> _Exercise details_:
Set down exactly the lines from the one containing "One keypoint belongs to every instance. Tag the hand" through the last line of the records below, both included, and nothing else.

> _Materials provided_:
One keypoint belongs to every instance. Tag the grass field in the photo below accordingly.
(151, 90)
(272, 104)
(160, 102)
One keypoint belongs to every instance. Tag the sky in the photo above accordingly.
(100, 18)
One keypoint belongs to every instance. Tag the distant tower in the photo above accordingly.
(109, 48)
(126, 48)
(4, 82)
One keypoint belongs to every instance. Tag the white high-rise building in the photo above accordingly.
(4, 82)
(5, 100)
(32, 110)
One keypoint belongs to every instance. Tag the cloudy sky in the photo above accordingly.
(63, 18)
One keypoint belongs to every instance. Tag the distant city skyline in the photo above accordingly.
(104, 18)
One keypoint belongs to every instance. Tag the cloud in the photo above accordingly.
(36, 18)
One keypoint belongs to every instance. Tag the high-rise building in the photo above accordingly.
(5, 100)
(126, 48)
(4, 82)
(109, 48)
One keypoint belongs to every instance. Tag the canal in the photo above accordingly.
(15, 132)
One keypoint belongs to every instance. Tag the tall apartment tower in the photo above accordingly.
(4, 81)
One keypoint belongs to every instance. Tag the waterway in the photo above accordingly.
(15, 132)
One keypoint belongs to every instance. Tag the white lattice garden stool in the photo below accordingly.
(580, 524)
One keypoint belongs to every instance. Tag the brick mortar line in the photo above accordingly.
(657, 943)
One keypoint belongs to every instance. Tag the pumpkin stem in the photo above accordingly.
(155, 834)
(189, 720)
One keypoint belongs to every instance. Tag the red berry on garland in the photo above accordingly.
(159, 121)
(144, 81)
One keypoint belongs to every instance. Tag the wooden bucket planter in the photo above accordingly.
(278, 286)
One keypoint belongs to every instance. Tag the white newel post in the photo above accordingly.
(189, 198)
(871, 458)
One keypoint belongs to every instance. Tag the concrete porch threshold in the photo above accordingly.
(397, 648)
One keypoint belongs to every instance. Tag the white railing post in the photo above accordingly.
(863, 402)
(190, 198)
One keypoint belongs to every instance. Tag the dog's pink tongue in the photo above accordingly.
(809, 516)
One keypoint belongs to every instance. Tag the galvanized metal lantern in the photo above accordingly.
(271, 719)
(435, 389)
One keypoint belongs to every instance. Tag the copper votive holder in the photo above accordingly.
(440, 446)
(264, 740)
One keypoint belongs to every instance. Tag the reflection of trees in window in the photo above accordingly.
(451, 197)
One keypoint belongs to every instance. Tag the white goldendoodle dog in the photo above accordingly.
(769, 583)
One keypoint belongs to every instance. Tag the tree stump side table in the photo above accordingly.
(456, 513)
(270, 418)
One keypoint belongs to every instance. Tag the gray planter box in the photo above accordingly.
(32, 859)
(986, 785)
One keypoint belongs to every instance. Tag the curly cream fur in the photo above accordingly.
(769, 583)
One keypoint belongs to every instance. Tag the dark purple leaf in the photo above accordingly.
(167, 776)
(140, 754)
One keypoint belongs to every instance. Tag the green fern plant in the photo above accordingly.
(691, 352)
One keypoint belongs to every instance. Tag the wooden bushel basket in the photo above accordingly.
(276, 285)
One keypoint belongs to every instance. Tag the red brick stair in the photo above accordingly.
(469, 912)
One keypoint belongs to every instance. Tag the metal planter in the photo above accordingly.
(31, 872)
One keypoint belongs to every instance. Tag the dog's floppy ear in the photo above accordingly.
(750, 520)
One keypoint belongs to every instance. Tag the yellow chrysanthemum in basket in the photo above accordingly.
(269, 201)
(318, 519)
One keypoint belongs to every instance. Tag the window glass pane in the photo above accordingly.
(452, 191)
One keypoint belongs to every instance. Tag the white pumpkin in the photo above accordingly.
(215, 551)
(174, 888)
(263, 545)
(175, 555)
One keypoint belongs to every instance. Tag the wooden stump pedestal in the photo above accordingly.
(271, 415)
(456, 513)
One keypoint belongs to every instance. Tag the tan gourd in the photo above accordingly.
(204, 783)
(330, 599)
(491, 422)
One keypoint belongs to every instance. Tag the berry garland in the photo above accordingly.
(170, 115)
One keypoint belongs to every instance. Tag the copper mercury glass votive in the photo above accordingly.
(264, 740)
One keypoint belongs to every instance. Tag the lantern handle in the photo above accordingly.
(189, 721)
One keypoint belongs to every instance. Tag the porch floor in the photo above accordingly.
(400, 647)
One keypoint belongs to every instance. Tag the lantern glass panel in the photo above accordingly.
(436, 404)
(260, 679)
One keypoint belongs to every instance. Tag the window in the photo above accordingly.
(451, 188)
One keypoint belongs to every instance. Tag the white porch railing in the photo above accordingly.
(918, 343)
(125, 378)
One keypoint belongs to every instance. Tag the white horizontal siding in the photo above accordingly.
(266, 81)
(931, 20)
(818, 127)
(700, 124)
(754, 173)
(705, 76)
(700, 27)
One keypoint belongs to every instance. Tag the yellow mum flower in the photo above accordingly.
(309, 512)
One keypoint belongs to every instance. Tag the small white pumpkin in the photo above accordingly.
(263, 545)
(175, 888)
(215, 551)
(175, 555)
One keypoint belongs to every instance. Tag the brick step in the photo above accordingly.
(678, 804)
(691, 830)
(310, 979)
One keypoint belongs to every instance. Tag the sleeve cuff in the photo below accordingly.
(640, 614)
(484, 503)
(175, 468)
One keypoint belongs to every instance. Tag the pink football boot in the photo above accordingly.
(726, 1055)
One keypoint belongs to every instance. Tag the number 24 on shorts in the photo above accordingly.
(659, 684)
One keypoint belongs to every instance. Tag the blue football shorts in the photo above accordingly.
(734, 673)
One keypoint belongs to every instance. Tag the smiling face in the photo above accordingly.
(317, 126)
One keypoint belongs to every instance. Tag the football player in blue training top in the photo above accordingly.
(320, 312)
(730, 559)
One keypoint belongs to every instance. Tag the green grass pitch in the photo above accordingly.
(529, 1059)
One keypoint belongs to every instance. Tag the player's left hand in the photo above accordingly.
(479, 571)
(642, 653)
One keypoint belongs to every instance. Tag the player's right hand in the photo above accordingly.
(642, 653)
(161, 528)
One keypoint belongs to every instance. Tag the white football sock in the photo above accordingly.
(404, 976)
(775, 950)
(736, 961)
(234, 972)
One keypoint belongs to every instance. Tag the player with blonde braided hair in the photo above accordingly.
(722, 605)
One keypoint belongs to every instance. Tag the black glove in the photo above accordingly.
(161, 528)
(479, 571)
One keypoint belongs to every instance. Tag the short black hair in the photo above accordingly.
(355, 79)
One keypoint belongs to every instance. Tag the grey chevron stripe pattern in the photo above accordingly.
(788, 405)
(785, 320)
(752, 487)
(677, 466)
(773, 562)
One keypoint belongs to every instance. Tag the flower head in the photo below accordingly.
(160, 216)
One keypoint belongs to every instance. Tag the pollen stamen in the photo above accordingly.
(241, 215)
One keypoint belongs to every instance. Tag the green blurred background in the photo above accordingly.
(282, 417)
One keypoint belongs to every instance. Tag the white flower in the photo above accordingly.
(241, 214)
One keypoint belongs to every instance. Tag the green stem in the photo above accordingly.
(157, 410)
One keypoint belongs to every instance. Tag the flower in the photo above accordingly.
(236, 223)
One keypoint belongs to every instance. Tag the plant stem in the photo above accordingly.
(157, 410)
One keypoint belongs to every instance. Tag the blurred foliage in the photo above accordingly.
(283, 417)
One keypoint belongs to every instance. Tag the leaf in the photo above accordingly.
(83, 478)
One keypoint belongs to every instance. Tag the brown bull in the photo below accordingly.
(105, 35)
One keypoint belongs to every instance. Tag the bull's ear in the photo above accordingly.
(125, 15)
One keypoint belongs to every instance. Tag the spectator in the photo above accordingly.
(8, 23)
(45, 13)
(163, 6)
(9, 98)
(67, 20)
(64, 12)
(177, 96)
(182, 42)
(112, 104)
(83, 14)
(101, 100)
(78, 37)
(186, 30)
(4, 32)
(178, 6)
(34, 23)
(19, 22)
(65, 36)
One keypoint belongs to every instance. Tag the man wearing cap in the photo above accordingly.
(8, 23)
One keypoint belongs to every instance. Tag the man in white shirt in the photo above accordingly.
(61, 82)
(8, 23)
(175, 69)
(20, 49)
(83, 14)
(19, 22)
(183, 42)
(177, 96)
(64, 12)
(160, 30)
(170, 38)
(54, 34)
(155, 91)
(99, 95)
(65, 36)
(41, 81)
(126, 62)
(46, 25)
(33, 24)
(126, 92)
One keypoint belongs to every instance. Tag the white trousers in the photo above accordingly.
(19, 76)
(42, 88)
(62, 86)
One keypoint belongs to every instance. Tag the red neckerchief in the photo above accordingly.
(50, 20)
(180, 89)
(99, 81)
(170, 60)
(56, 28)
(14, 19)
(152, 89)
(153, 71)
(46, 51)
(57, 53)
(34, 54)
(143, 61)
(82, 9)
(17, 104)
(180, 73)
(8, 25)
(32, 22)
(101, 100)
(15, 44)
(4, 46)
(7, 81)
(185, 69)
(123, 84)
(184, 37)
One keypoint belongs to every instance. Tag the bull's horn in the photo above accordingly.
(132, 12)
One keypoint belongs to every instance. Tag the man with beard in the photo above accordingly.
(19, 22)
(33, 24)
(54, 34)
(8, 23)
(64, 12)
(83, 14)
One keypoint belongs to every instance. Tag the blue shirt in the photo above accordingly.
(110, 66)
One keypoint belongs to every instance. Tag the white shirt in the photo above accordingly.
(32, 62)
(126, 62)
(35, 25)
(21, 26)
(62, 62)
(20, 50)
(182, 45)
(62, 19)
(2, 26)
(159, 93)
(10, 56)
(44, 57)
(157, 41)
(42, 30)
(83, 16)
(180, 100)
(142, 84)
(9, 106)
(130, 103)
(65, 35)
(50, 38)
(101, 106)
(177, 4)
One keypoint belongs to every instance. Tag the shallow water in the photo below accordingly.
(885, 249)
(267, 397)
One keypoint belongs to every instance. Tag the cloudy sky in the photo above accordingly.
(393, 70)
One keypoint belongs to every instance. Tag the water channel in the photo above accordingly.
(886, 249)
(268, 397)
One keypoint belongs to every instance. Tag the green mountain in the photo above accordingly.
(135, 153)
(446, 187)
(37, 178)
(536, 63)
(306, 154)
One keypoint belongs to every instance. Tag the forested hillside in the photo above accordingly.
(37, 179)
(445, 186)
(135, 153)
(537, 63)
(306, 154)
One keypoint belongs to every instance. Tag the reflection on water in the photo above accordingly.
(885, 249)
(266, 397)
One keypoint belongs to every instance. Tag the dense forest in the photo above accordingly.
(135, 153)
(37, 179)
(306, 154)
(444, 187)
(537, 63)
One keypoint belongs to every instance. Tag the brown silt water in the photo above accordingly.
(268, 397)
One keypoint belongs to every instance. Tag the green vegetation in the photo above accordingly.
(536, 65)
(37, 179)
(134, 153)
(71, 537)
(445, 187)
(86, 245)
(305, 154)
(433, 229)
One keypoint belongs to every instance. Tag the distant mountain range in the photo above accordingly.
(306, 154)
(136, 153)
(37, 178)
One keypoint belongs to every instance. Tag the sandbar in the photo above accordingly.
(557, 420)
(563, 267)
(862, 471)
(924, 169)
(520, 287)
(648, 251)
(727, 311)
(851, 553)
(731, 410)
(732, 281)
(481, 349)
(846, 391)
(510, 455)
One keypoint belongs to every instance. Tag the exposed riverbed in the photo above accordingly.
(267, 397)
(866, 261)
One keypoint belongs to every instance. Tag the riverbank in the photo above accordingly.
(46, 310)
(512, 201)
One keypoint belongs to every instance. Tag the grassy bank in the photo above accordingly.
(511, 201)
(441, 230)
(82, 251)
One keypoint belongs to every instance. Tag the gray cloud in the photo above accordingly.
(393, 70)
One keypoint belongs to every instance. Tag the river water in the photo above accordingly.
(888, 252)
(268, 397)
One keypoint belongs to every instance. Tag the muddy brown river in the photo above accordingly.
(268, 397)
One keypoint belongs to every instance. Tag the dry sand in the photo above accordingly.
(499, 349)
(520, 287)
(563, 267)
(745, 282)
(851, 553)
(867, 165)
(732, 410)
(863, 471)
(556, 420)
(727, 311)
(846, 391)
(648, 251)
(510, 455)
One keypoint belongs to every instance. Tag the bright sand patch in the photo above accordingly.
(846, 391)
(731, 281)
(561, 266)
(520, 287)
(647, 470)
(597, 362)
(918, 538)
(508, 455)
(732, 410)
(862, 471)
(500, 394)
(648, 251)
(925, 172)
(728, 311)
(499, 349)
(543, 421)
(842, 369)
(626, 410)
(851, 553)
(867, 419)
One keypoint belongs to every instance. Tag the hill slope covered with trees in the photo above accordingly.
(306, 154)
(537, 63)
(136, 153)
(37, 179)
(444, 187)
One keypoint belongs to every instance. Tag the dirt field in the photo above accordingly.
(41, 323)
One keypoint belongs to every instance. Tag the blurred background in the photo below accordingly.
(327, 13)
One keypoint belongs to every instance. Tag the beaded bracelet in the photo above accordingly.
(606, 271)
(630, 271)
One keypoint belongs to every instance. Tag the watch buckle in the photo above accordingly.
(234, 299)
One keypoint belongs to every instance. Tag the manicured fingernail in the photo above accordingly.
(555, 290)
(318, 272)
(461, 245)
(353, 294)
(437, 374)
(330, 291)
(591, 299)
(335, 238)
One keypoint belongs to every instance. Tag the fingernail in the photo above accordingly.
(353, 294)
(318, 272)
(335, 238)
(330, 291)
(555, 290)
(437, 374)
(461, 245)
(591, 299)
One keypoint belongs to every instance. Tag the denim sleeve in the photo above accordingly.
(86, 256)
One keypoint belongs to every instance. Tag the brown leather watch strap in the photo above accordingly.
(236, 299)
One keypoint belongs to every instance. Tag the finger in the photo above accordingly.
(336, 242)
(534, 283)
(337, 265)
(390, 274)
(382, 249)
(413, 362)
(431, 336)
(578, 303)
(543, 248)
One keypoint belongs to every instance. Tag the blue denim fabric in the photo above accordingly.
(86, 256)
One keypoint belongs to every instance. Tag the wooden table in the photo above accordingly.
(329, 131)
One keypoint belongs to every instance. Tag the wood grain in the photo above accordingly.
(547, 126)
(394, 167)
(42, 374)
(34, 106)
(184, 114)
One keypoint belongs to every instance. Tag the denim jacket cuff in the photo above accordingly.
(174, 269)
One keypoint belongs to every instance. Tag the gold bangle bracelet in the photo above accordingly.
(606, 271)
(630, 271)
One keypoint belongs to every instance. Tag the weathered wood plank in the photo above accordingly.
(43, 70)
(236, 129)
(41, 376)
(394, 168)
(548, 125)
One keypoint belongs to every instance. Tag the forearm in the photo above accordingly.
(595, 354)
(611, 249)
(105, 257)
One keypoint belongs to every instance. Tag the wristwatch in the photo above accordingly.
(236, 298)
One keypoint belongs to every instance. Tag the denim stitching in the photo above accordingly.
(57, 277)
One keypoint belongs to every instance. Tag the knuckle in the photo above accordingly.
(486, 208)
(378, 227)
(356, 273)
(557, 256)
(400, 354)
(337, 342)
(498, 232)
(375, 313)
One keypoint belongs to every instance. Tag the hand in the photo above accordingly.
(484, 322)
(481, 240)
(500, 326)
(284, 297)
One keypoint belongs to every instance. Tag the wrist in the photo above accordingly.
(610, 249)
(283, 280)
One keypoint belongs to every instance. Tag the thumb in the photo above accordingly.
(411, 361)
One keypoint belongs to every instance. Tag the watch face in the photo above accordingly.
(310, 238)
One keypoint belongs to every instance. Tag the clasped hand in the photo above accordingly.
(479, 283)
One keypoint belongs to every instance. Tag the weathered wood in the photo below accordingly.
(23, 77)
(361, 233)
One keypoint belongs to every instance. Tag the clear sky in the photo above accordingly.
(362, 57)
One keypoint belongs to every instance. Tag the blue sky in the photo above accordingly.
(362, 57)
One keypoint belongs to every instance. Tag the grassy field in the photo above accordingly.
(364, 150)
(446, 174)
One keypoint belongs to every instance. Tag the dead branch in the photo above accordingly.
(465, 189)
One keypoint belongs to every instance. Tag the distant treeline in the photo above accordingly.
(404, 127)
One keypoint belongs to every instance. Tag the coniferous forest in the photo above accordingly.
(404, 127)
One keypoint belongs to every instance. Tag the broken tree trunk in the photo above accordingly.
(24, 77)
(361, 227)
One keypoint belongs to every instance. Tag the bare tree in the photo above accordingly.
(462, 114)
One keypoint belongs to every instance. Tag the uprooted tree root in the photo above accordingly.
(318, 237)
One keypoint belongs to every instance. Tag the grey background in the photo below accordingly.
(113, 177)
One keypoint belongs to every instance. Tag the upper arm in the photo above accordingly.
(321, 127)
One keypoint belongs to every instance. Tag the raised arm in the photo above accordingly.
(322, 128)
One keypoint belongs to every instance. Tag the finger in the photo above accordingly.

> _Full output_:
One keypoint belongs to every instance. Tag the hand in the photo above accordingly.
(484, 322)
(481, 240)
(500, 326)
(284, 297)
One keypoint belongs to every instance. Tag the wrist in the photo above accordingly.
(610, 249)
(283, 280)
One keypoint belongs to every instance. Tag the thumb in the photo above accordingly.
(411, 361)
One keypoint belongs to every instance. Tag the watch face in the photo above accordingly.
(310, 238)
One keypoint belongs to every instance. Tag the clasped hand in the photo above accordingly.
(479, 283)
One keypoint belongs to every instance. Tag the weathered wood in the photo below accordingly.
(23, 77)
(361, 233)
One keypoint belongs to every instance. Tag the clear sky in the photo above accordingly.
(362, 57)
One keypoint belongs to every instance. Tag the blue sky in the photo above accordingly.
(362, 57)
One keypoint belongs to every instance. Tag the grassy field in the photo above accordingly.
(364, 150)
(446, 174)
One keypoint belongs to every instance. Tag the dead branch in the photo above accordingly.
(465, 189)
One keypoint belongs to every instance. Tag the distant treeline in the photo above accordingly.
(404, 127)
One keypoint belongs to every instance. Tag the coniferous forest in the photo above accordingly.
(404, 127)
One keypoint belongs to every instance. Tag the broken tree trunk in the photo above accordingly.
(24, 77)
(361, 227)
One keypoint belongs to every instance. Tag the bare tree in the photo above accordingly.
(462, 114)
One keypoint belongs to every instance. Tag the uprooted tree root in the photo above accordingly.
(318, 237)
One keypoint belongs to every instance. Tag the grey background in the photo below accordingly.
(113, 177)
One keypoint belongs to every instance. Tag the upper arm in the photo above accordingly.
(321, 127)
One keypoint belongs to every instance. Tag the raised arm in the photo above accordingly.
(322, 128)
One keypoint belongs to every instance. Tag the finger in the photo above accordingly.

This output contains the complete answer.